(DATA EXTRACTS)
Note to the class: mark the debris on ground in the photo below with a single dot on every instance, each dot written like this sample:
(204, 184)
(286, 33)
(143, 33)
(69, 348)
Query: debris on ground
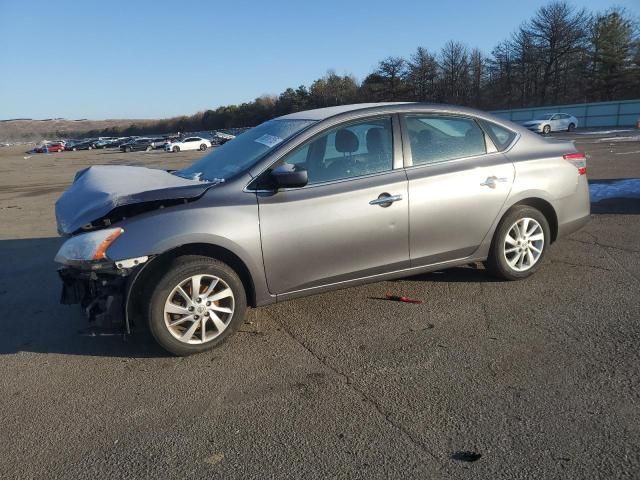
(403, 299)
(465, 456)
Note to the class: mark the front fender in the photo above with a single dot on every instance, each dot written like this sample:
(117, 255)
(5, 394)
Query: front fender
(232, 226)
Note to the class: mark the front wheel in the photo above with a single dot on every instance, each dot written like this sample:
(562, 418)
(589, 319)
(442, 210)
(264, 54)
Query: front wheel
(196, 305)
(519, 243)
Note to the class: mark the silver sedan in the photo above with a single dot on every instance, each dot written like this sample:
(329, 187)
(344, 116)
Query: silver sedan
(310, 202)
(552, 122)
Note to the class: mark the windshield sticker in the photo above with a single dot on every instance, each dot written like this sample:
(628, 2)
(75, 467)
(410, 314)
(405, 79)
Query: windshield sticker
(269, 140)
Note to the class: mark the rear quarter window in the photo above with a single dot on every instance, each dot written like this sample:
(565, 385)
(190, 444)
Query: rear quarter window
(502, 137)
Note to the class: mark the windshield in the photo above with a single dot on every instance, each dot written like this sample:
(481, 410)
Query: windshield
(244, 151)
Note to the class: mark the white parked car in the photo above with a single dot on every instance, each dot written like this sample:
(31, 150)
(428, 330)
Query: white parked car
(552, 122)
(189, 143)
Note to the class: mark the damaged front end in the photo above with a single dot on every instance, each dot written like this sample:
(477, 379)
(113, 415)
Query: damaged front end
(99, 284)
(99, 197)
(102, 291)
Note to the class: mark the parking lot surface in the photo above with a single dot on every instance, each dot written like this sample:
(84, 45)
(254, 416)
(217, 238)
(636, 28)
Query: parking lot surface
(485, 379)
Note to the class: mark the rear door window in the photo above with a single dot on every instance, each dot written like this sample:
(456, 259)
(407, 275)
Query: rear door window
(436, 138)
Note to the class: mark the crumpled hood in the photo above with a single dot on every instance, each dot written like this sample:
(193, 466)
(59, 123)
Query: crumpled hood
(98, 190)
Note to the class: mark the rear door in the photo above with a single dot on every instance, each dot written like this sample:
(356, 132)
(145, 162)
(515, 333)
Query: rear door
(350, 221)
(458, 183)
(End DATA EXTRACTS)
What's needed is a word-for-word copy of the lines from the one holding "Note to the class: mark the white" through the final line of the data.

Note to the class: mark the white parked car in the photo above with a single dot on every instance, each dot written like this sample:
(31, 150)
(428, 330)
Query: white parked car
(552, 122)
(189, 143)
Note to the class: mark the damaged front end in the photo above with a single dot on every instance, each dot written like this sample:
(477, 379)
(113, 415)
Query: damaged front end
(99, 284)
(99, 197)
(102, 291)
Note to the class: mark the parking lot surface in the photo above with a single dot on every instance, each dot written like this sample:
(84, 45)
(254, 416)
(217, 238)
(636, 28)
Query: parking lot surface
(485, 379)
Note to the class: mark the rear door window in the photo above with a single dot on every instance, each dot written like this sample:
(456, 259)
(407, 275)
Query: rear door window
(436, 138)
Note to the class: mark the crumpled hood in the photo above with a single dot on every instance, each dot written like this sample:
(193, 466)
(59, 123)
Query: crumpled hood
(98, 190)
Note to the class: mark the rear door in the photo above with a single dot on every instance, each dot written like this sample:
(356, 132)
(145, 162)
(515, 333)
Query: rear door
(350, 221)
(458, 183)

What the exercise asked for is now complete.